--- start of Material supplied ---

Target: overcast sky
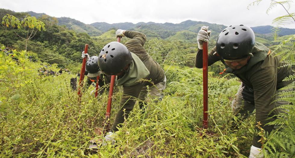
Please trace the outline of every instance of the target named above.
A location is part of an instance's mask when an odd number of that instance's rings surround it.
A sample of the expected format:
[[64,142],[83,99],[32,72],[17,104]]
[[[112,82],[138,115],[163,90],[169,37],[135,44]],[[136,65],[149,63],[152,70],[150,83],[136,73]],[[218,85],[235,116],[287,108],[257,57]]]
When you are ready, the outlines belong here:
[[[32,11],[56,17],[69,17],[86,24],[151,21],[179,23],[190,19],[252,27],[271,25],[273,19],[287,14],[281,6],[266,13],[270,0],[247,9],[254,0],[0,0],[0,8],[16,12]],[[295,12],[293,3],[290,13]],[[293,22],[285,27],[295,28]]]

--- end of Material supplied ---

Task goal: Reproduce every line of the records above verbatim, leaving out the pictures.

Response:
Target: overcast sky
Please trace the outline of every instance of the target named above.
A location is part of an instance's mask when an odd number of that instance's rings surround it.
A sample of the expected format:
[[64,142],[83,99],[32,72],[17,104]]
[[[112,82],[138,115],[163,90],[169,37],[135,44]],[[136,65],[149,63],[152,70],[150,83],[136,73]],[[218,85],[235,116],[287,108],[257,57]]]
When you are ready, the outlines belong here:
[[[32,11],[56,17],[69,17],[86,24],[151,21],[179,23],[190,19],[252,27],[271,25],[273,19],[287,14],[281,6],[266,13],[270,0],[247,9],[254,0],[0,0],[0,8],[16,12]],[[295,12],[293,3],[290,13]],[[293,22],[285,27],[295,28]]]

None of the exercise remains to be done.